■ What you are asked to do
Reproduce the entries below word for word, omitting the pictures.

■ Recorded data

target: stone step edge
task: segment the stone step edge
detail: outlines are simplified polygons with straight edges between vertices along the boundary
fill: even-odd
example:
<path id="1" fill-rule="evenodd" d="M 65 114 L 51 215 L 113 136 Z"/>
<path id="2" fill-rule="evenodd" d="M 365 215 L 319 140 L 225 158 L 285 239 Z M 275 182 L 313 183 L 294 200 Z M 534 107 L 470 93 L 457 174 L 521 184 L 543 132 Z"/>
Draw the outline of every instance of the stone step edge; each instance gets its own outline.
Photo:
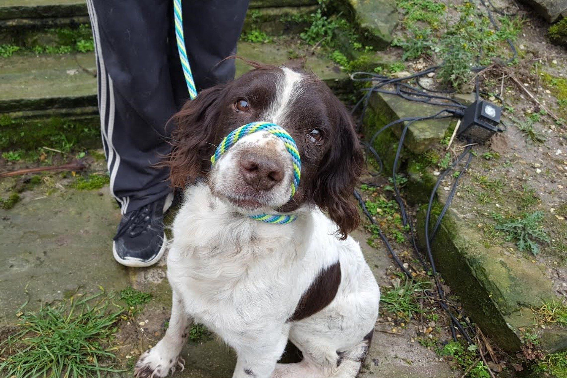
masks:
<path id="1" fill-rule="evenodd" d="M 252 0 L 248 9 L 300 7 L 316 5 L 317 3 L 316 0 Z M 44 6 L 0 6 L 0 20 L 28 19 L 29 22 L 29 20 L 32 19 L 73 18 L 88 15 L 86 2 Z"/>
<path id="2" fill-rule="evenodd" d="M 394 120 L 388 118 L 387 114 L 381 114 L 380 117 L 373 114 L 371 103 L 367 111 L 363 132 L 367 140 L 371 137 L 373 130 Z M 387 139 L 376 138 L 373 147 L 376 151 L 383 152 L 384 146 L 376 143 L 386 143 L 388 144 L 386 153 L 392 152 L 389 143 L 397 140 L 395 134 L 393 130 L 386 130 L 383 134 Z M 397 142 L 395 145 L 397 146 Z M 387 165 L 388 156 L 383 155 L 382 158 L 384 164 Z M 437 177 L 432 172 L 421 168 L 415 161 L 415 156 L 405 156 L 403 159 L 405 162 L 401 165 L 407 167 L 405 173 L 408 179 L 406 186 L 408 201 L 420 207 L 416 231 L 418 246 L 425 250 L 423 230 L 425 210 Z M 439 206 L 444 205 L 444 196 L 446 194 L 439 188 L 436 203 Z M 431 226 L 435 221 L 436 218 L 432 214 Z M 498 246 L 488 249 L 480 242 L 483 239 L 483 236 L 479 231 L 467 226 L 450 207 L 431 244 L 434 260 L 441 276 L 453 292 L 460 297 L 464 315 L 469 316 L 471 321 L 477 324 L 485 334 L 490 335 L 502 349 L 515 352 L 522 345 L 522 333 L 519 329 L 533 322 L 530 307 L 540 307 L 544 301 L 556 298 L 552 282 L 528 259 L 522 257 L 517 261 Z M 497 277 L 497 274 L 502 277 Z M 498 278 L 505 281 L 513 277 L 525 278 L 526 281 L 527 277 L 530 277 L 535 282 L 530 284 L 518 280 L 520 283 L 518 287 L 502 287 Z M 476 295 L 473 295 L 473 292 Z M 513 295 L 521 295 L 522 300 L 513 300 Z M 542 346 L 549 352 L 567 346 L 567 330 L 547 328 L 540 333 Z"/>
<path id="3" fill-rule="evenodd" d="M 348 77 L 324 79 L 323 82 L 339 97 L 347 95 L 352 88 Z M 96 115 L 98 109 L 95 90 L 96 88 L 93 87 L 93 94 L 86 96 L 0 100 L 0 114 L 14 119 L 66 117 L 79 114 Z"/>

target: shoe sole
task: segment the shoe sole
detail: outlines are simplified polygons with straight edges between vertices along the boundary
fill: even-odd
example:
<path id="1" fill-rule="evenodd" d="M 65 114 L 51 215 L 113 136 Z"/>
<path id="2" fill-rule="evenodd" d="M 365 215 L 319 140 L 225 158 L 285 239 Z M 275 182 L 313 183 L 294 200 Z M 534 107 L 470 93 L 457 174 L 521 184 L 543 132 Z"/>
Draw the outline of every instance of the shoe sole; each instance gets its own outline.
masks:
<path id="1" fill-rule="evenodd" d="M 163 213 L 165 215 L 166 211 L 170 208 L 171 204 L 173 203 L 174 201 L 174 194 L 170 193 L 167 195 L 167 198 L 166 198 L 166 202 L 163 204 Z M 116 242 L 112 241 L 112 255 L 114 256 L 114 259 L 116 260 L 118 262 L 124 265 L 125 266 L 129 266 L 130 267 L 146 267 L 147 266 L 151 266 L 153 265 L 156 262 L 159 261 L 159 259 L 162 258 L 163 256 L 163 253 L 166 252 L 166 249 L 167 248 L 167 236 L 166 236 L 166 233 L 163 233 L 163 243 L 162 243 L 162 248 L 159 249 L 159 252 L 158 254 L 154 257 L 151 260 L 148 260 L 147 261 L 144 261 L 143 260 L 141 260 L 139 258 L 134 258 L 133 257 L 126 257 L 125 258 L 122 258 L 118 255 L 116 252 Z"/>

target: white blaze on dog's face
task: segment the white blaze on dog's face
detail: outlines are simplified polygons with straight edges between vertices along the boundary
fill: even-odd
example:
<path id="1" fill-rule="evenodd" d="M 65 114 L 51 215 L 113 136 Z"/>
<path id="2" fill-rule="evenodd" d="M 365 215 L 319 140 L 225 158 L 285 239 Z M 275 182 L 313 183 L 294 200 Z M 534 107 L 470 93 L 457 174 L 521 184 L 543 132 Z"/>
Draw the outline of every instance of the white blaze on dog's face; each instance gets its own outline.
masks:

■ Exercise solution
target: stone step edge
task: segment the stone step edge
detail: outlines are simplified polygons with straight edges between vertices along the boundary
fill: even-odd
example:
<path id="1" fill-rule="evenodd" d="M 65 114 L 51 215 L 113 136 Z"/>
<path id="2" fill-rule="evenodd" d="M 365 215 L 319 140 L 225 158 L 285 239 Z M 275 182 L 313 183 L 294 200 Z M 534 107 L 470 93 L 457 174 L 521 184 L 543 132 Z"/>
Draw the outline of every instance of the stone step edge; each instance gets its own outline.
Photo:
masks:
<path id="1" fill-rule="evenodd" d="M 252 0 L 248 9 L 300 7 L 316 5 L 317 3 L 316 0 Z M 44 6 L 0 6 L 0 20 L 28 19 L 29 22 L 29 20 L 32 19 L 73 18 L 88 15 L 86 2 Z"/>
<path id="2" fill-rule="evenodd" d="M 394 120 L 388 118 L 387 114 L 381 114 L 380 117 L 373 114 L 371 103 L 367 111 L 363 132 L 367 140 L 371 137 L 373 130 Z M 387 139 L 376 138 L 373 147 L 376 151 L 383 152 L 384 146 L 376 143 L 386 143 L 388 144 L 386 153 L 392 152 L 389 143 L 397 140 L 395 134 L 393 130 L 386 130 L 383 134 Z M 397 142 L 395 145 L 397 146 Z M 387 165 L 388 156 L 383 155 L 382 158 L 384 164 Z M 437 177 L 432 172 L 421 168 L 415 161 L 415 156 L 405 156 L 403 159 L 405 162 L 401 165 L 407 167 L 405 173 L 408 179 L 406 186 L 408 201 L 420 207 L 416 231 L 418 246 L 425 250 L 423 230 L 425 210 Z M 439 206 L 444 205 L 444 196 L 446 194 L 439 188 L 436 203 Z M 431 226 L 435 221 L 436 218 L 432 214 Z M 498 246 L 488 249 L 480 242 L 483 239 L 483 236 L 479 231 L 467 226 L 450 207 L 431 244 L 434 260 L 441 276 L 453 292 L 460 297 L 464 315 L 469 316 L 471 321 L 477 324 L 485 334 L 490 335 L 502 349 L 515 352 L 522 345 L 522 333 L 519 329 L 533 322 L 530 307 L 540 307 L 544 301 L 556 298 L 552 282 L 528 259 L 522 257 L 517 261 Z M 497 277 L 497 274 L 502 277 Z M 498 278 L 505 281 L 513 277 L 525 278 L 526 281 L 527 277 L 530 277 L 535 282 L 530 284 L 518 280 L 520 283 L 518 287 L 502 287 Z M 476 295 L 473 295 L 473 292 Z M 513 295 L 521 295 L 522 300 L 513 300 Z M 542 346 L 549 352 L 567 346 L 567 330 L 547 328 L 540 333 Z"/>
<path id="3" fill-rule="evenodd" d="M 348 77 L 324 79 L 323 82 L 339 97 L 347 95 L 352 88 Z M 96 115 L 98 109 L 95 90 L 96 88 L 93 87 L 93 94 L 86 96 L 0 100 L 0 114 L 14 119 L 66 117 L 79 114 Z"/>

target: shoe sole
task: segment the shoe sole
detail: outlines are simplified polygons with straight edges between vertices along the boundary
fill: even-odd
example:
<path id="1" fill-rule="evenodd" d="M 65 114 L 51 215 L 113 136 Z"/>
<path id="2" fill-rule="evenodd" d="M 365 215 L 319 140 L 225 158 L 285 239 Z M 275 182 L 313 183 L 294 200 Z M 534 107 L 470 93 L 457 174 L 521 184 L 543 132 Z"/>
Draw the outline of every instance of the shoe sole; each instance gets its own outline.
masks:
<path id="1" fill-rule="evenodd" d="M 163 213 L 165 215 L 166 211 L 170 208 L 171 204 L 173 203 L 174 201 L 174 194 L 170 193 L 167 195 L 167 198 L 166 198 L 166 202 L 163 204 Z M 116 242 L 112 241 L 112 255 L 114 256 L 114 259 L 116 260 L 118 262 L 124 265 L 125 266 L 129 266 L 130 267 L 146 267 L 147 266 L 151 266 L 153 265 L 156 262 L 159 261 L 159 259 L 162 258 L 163 256 L 163 253 L 166 252 L 166 249 L 167 248 L 167 236 L 166 236 L 166 233 L 163 233 L 163 243 L 162 243 L 162 248 L 159 249 L 159 252 L 158 254 L 154 257 L 151 260 L 148 260 L 147 261 L 144 261 L 143 260 L 141 260 L 139 258 L 134 258 L 133 257 L 126 257 L 125 258 L 122 258 L 118 255 L 116 252 Z"/>

target: white blaze on dog's face
task: segment the white blaze on dog's face
detail: outlines are simplified polygons with straight edges between vertices along the boundary
fill: even-odd
example:
<path id="1" fill-rule="evenodd" d="M 65 114 L 51 215 L 113 136 Z"/>
<path id="2" fill-rule="evenodd" d="M 365 215 L 319 140 L 225 158 L 285 239 Z M 275 182 L 313 183 L 294 200 Z M 534 107 L 470 93 L 457 174 L 521 184 L 543 132 Z"/>
Draw the outline of every instance of the white blaze on dog's face; each instance gets its own outline.
masks:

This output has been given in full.